MATERIAL FOR THIS EXERCISE >>

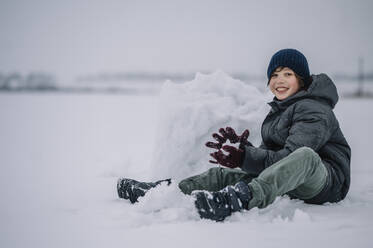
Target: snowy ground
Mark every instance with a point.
(62, 154)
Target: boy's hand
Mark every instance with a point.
(229, 134)
(232, 160)
(221, 139)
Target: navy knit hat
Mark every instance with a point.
(293, 59)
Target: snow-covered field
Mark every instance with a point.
(61, 155)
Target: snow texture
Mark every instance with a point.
(61, 156)
(190, 112)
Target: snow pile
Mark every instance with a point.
(190, 112)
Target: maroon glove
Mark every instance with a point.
(229, 134)
(232, 160)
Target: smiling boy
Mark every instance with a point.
(303, 153)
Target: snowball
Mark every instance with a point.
(190, 112)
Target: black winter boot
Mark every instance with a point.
(221, 204)
(132, 189)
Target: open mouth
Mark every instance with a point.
(281, 89)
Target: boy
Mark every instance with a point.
(303, 153)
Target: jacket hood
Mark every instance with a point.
(322, 89)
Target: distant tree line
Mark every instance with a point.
(33, 81)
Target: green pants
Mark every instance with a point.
(301, 175)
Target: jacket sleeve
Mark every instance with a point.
(311, 127)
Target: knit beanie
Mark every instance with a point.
(292, 59)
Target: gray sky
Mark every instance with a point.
(71, 38)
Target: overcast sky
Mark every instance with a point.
(75, 37)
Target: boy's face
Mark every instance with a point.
(283, 83)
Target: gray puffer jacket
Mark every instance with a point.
(305, 119)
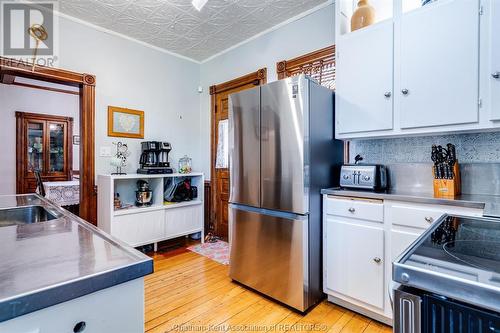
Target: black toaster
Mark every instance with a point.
(364, 176)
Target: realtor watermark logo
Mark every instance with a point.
(29, 31)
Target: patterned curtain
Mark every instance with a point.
(320, 65)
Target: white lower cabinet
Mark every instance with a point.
(361, 238)
(354, 259)
(136, 229)
(182, 221)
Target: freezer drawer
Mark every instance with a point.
(269, 254)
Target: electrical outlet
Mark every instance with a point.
(105, 151)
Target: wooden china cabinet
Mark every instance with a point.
(44, 143)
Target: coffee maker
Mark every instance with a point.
(154, 158)
(165, 149)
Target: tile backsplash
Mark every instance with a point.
(471, 148)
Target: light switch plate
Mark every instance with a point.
(105, 151)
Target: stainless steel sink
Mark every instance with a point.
(25, 215)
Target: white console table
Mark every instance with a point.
(139, 226)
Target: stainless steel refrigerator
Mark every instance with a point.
(282, 152)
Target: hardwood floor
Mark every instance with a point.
(191, 293)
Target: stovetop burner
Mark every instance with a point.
(464, 241)
(458, 257)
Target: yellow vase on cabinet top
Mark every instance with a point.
(363, 16)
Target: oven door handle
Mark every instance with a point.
(407, 312)
(390, 288)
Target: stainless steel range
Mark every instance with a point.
(450, 278)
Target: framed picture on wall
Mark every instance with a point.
(125, 123)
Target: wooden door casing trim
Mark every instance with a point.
(86, 84)
(258, 78)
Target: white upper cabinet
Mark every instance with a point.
(437, 80)
(364, 80)
(493, 70)
(437, 64)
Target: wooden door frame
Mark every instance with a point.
(11, 68)
(258, 77)
(21, 145)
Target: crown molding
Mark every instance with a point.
(273, 28)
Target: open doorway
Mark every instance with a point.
(47, 116)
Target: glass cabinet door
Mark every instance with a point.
(56, 147)
(35, 146)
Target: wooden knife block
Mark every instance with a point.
(448, 188)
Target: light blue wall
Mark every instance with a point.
(307, 34)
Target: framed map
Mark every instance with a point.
(125, 123)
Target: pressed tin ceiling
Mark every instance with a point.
(176, 26)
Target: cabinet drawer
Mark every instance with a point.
(371, 210)
(422, 216)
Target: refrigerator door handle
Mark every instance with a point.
(268, 212)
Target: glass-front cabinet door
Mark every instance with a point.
(56, 161)
(44, 144)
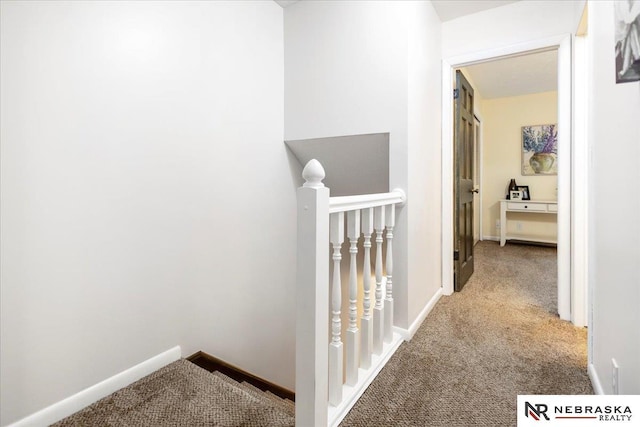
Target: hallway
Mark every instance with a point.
(480, 348)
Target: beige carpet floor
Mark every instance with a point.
(184, 395)
(480, 348)
(473, 355)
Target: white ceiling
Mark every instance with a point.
(451, 9)
(446, 9)
(285, 3)
(518, 75)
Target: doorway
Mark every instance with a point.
(563, 45)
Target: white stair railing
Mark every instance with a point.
(326, 386)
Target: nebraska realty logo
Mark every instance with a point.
(578, 410)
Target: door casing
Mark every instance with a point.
(566, 256)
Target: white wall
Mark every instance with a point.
(614, 229)
(508, 25)
(145, 185)
(360, 67)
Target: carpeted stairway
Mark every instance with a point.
(476, 351)
(183, 394)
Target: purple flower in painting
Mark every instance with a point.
(550, 139)
(540, 139)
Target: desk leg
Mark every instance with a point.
(503, 224)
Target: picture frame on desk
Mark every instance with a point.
(524, 189)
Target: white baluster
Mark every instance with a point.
(366, 322)
(336, 236)
(353, 334)
(378, 309)
(390, 219)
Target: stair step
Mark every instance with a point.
(291, 403)
(287, 408)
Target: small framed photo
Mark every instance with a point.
(524, 189)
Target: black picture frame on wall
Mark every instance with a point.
(524, 189)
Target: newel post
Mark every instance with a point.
(312, 299)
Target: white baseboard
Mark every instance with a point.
(86, 397)
(407, 334)
(595, 380)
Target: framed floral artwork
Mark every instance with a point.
(540, 150)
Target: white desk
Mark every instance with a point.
(531, 206)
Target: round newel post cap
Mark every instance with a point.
(313, 174)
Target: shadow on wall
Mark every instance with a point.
(355, 164)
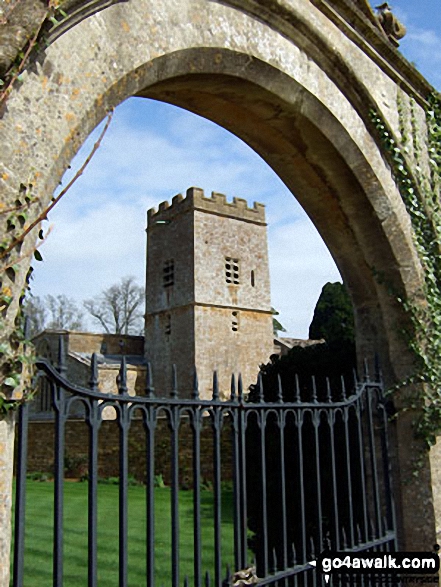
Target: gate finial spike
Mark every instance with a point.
(260, 387)
(343, 388)
(228, 575)
(372, 529)
(366, 376)
(233, 388)
(328, 390)
(240, 388)
(378, 374)
(149, 389)
(314, 389)
(121, 379)
(294, 554)
(311, 541)
(174, 389)
(354, 374)
(215, 386)
(344, 538)
(297, 389)
(93, 381)
(274, 560)
(195, 394)
(359, 536)
(61, 356)
(279, 389)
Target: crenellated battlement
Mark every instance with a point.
(215, 204)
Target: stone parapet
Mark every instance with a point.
(216, 204)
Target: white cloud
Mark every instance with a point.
(99, 227)
(300, 264)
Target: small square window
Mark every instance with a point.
(232, 271)
(235, 321)
(167, 328)
(168, 273)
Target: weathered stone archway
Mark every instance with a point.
(295, 86)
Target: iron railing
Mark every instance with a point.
(305, 475)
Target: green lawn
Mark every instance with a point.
(38, 541)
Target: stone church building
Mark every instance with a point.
(207, 303)
(207, 291)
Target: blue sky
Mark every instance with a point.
(153, 151)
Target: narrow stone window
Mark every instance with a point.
(167, 328)
(168, 273)
(232, 270)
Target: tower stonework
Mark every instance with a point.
(208, 292)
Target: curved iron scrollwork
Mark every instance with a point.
(302, 474)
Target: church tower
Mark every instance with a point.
(208, 292)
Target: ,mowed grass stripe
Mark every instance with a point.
(39, 534)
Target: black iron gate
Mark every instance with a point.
(300, 475)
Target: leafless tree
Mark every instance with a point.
(53, 312)
(119, 308)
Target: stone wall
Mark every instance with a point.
(41, 451)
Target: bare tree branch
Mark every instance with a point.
(118, 308)
(46, 211)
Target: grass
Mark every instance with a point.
(39, 537)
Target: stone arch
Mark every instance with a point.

AIM OF THE TASK >>
Your reply should hold every line of the material, unaltered, and not one picture.

RESPONSE >>
Target: snowy ground
Mark every instance with a point.
(62, 154)
Target: boy's hand
Mark every instance with a point.
(229, 134)
(232, 160)
(221, 139)
Target: navy knit hat
Mark every instance with a point.
(293, 59)
Target: snow-covered field
Mark every instance with a point.
(61, 155)
Target: snow texture
Mark every instance with a point.
(61, 156)
(190, 112)
Target: snow pile
Mark every instance with a point.
(190, 112)
Target: maroon glove
Mark every instance with a point.
(229, 134)
(232, 160)
Target: smiling boy
Mark every instance with a point.
(303, 153)
Target: snowball
Mark every instance with a point.
(190, 112)
Target: black winter boot
Mark every instance with a point.
(221, 204)
(132, 189)
Target: open mouth
Mark every instance with a point.
(281, 89)
Target: boy
Mark every instance with a point.
(303, 153)
Target: jacket hood
Mark every instance with a point.
(322, 89)
Target: distant tree line
Mark every instance with a point.
(33, 81)
Target: green pants
Mark every instance with a point.
(301, 175)
Target: jacket sleeve
Mark every instance with a point.
(311, 127)
Target: knit beanie
Mark every instance with a point.
(292, 59)
Target: gray sky
Mark every instance with a point.
(71, 38)
Target: overcast sky
Mark every instance with a point.
(75, 37)
Target: boy's face
Mark every instance with a point.
(283, 83)
Target: gray puffer jacket
Mark every instance with a point.
(305, 119)
Target: black toaster
Mark every instance with a point.
(364, 176)
Target: realtor watermark logo
Mark every instance with a point.
(29, 31)
Target: patterned curtain
Mark every instance with a point.
(320, 65)
Target: white lower cabinet
Mark every instance with a point.
(361, 238)
(354, 259)
(136, 229)
(182, 221)
Target: freezer drawer
Mark every instance with a point.
(269, 254)
Target: electrical outlet
Mark every instance with a point.
(105, 151)
Target: wooden china cabinet
Mark every instance with a point.
(44, 143)
Target: coffee maker
Mark every instance with a point.
(154, 158)
(165, 149)
Target: tile backsplash
Mark every instance with a point.
(471, 148)
Target: light switch plate
Mark every instance with a point.
(105, 151)
Target: stainless steel sink
Mark every instance with a point.
(25, 215)
Target: white console table
Mark every instance with a point.
(139, 226)
Target: stainless steel refrigerator
Mark every instance with a point.
(282, 152)
Target: hardwood floor
Mark every instance with a point.
(191, 293)
Target: stovetop burner
Mark every instance with a point.
(464, 241)
(458, 257)
Target: yellow vase on cabinet top
Mark every instance with a point.
(363, 16)
Target: oven door handle
Mark every instance with a point.
(407, 312)
(390, 288)
Target: stainless steel range
Mark every instance with a point.
(450, 278)
Target: framed picture on wall
Mark every instance with a point.
(125, 123)
Target: wooden door casing trim
Mark every instance with a point.
(86, 84)
(258, 78)
Target: white upper cabinet
Mark every instance with a point.
(437, 80)
(364, 80)
(493, 70)
(437, 64)
Target: wooden door frame
Mark every instance with a point.
(11, 68)
(258, 77)
(21, 145)
Target: crown molding
Mark every instance with a point.
(273, 28)
Target: open doorway
Mark every instance with a point.
(47, 116)
Target: glass cabinet door
Mark every instance with a point.
(56, 147)
(35, 146)
Target: wooden knife block
Mark every instance with a point.
(448, 188)
Target: light blue wall
Mark every instance with a point.
(307, 34)
Target: framed map
Mark every instance with a point.
(125, 123)
Target: pressed tin ceiling
Mark every instance with a point.
(176, 26)
Target: cabinet drawer
Mark every instance with a point.
(371, 210)
(422, 216)
Target: refrigerator door handle
Mark every instance with a point.
(268, 212)
Target: glass-front cabinet door
Mark every instance with a point.
(56, 161)
(44, 144)
Target: hallway
Mark every instance with a point.
(480, 348)
Target: beige carpet floor
Mark every instance with a point.
(184, 395)
(480, 348)
(473, 355)
Target: white ceiling
Mark every instance with a point.
(451, 9)
(446, 9)
(285, 3)
(518, 75)
Target: doorway
Mark every instance with a point.
(563, 45)
Target: white stair railing
Mark every instance with a point.
(326, 386)
Target: nebraska realty logo
Mark every instance with a point.
(578, 410)
Target: door casing
Mark every instance with a point.
(566, 256)
Target: white wall
Mark every instance with a point.
(614, 229)
(508, 25)
(145, 185)
(360, 67)
Target: carpeted stairway
Mark every instance with a point.
(476, 351)
(183, 394)
Target: purple flower in painting
Mark every instance with a point.
(550, 139)
(540, 139)
Target: desk leg
Mark every instance with a point.
(503, 224)
Target: picture frame on desk
Mark every instance with a point.
(524, 189)
Target: white baluster
Mark every instance with a point.
(366, 322)
(336, 236)
(353, 334)
(378, 309)
(390, 219)
Target: stair step
Mark every instance with a point.
(291, 403)
(287, 408)
Target: small framed photo
Mark every instance with a point.
(524, 189)
Target: black picture frame on wall
Mark every instance with a point.
(524, 189)
Target: newel post
Mark every instance with a point.
(312, 299)
Target: white baseboard
Mark every instance with a point.
(86, 397)
(407, 334)
(595, 380)
Target: framed floral artwork
Mark every instance with a point.
(540, 150)
Target: white desk
Mark every instance with a point.
(531, 206)
Target: round newel post cap
Mark every instance with a point.
(313, 174)
Target: shadow on wall
Mark every instance with a point.
(355, 164)
Target: gate finial spike
Mark every instance with a point.
(260, 387)
(343, 388)
(228, 575)
(372, 529)
(366, 376)
(233, 388)
(328, 390)
(240, 388)
(378, 374)
(149, 389)
(314, 389)
(121, 379)
(294, 554)
(311, 541)
(174, 389)
(354, 374)
(215, 386)
(344, 538)
(297, 389)
(93, 381)
(274, 560)
(195, 394)
(359, 536)
(61, 356)
(279, 389)
Target: crenellated battlement
Mark every instance with a point.
(215, 204)
Target: stone parapet
Mark every instance with a point.
(216, 204)
Target: white cloud
Mark every instance with a point.
(99, 227)
(300, 264)
Target: small square window
Mark every instance with a point.
(232, 271)
(235, 321)
(167, 328)
(168, 273)
Target: weathered stone archway
Mark every instance with a point.
(295, 86)
Target: iron railing
Mark every instance with a point.
(305, 475)
Target: green lawn
Mark every instance with a point.
(38, 541)
Target: stone church building
Mark every instance with a point.
(207, 303)
(207, 291)
Target: blue sky
Mark every instance with a point.
(153, 151)
Target: narrow stone window
Mark every instance with a point.
(167, 328)
(168, 273)
(232, 270)
Target: tower stonework
Mark every instance with a point.
(208, 292)
Target: curved iron scrollwork
Mark every instance with a point.
(302, 474)
Target: church tower
Mark every instance with a point.
(208, 292)
Target: ,mowed grass stripe
Mark every instance with a point.
(39, 534)
Target: black iron gate
Mark every instance with a point.
(300, 475)
Target: leafless tree
Mark every instance with a point.
(53, 312)
(119, 308)
Target: stone wall
Mark every instance with a point.
(41, 451)
Target: bare tree branch
Mark every instance with a point.
(118, 308)
(46, 211)
Target: grass
Mark every instance with a point.
(39, 537)
Target: stone arch
Mark every instance with a point.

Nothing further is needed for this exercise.